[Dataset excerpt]
►
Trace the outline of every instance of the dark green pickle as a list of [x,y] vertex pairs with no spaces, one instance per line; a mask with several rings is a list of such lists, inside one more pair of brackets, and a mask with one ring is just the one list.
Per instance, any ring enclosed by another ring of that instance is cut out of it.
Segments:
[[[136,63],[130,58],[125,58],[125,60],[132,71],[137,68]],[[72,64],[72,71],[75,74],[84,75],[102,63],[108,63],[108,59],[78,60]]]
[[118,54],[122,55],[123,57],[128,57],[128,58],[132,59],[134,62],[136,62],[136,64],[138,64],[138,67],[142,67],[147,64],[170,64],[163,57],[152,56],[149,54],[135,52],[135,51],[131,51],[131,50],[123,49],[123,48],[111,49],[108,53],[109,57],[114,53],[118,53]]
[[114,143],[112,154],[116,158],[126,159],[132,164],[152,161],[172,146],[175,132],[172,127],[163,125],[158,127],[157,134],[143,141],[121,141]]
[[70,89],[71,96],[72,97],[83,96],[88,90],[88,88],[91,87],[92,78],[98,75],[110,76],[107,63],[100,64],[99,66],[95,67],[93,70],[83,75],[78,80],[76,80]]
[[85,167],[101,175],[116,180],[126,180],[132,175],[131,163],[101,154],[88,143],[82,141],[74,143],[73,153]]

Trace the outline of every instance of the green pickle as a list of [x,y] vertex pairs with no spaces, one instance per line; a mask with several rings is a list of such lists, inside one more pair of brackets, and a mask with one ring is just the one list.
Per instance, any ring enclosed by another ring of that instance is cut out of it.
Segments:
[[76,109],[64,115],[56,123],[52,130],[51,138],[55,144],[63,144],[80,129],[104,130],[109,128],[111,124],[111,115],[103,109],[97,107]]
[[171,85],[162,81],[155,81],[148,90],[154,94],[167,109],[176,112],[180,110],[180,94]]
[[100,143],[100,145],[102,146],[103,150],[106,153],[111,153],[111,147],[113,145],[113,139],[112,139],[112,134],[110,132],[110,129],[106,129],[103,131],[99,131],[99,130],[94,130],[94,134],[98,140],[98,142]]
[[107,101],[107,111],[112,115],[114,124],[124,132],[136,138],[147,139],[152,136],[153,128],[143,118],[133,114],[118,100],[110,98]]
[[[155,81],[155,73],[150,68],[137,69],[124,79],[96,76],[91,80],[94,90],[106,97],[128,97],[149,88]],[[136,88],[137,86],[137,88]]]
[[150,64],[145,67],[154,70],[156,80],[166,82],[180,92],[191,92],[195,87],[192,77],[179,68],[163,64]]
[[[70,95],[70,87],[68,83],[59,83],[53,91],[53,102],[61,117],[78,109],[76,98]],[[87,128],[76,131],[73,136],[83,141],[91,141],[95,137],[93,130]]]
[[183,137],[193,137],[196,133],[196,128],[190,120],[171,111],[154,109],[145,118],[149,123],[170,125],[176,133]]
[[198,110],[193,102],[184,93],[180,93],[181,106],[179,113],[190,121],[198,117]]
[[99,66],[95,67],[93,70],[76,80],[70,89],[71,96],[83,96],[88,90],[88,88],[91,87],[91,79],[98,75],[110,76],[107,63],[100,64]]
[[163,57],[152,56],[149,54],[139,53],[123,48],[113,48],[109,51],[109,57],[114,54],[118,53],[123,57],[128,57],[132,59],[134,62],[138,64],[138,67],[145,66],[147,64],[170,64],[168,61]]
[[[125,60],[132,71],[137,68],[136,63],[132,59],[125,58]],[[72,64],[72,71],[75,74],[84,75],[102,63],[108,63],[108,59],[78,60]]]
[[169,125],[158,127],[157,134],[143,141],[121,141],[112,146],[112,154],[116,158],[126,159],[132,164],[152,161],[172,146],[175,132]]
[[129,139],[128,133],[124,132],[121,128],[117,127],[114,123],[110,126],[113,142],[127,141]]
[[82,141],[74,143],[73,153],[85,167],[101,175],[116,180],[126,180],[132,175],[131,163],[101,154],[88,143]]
◄
* [What you will do]:
Pull out and copy every line above that contains the word "outline".

* [Answer to this exercise]:
Trace the outline of every instance of the dark green pickle as a list of [x,y] vertex pairs with no spaces, one instance per line; a mask with several rings is a list of such lists, inside one more pair of brackets, and a mask with one ring is just the one list.
Trace the outline of every instance of the green pickle as a list of [x,y] vertex pairs with no spaces, one instance per line; a mask with several rings is a list of such lists, inside one more pair of brackets, and a mask with one ring is just the one list.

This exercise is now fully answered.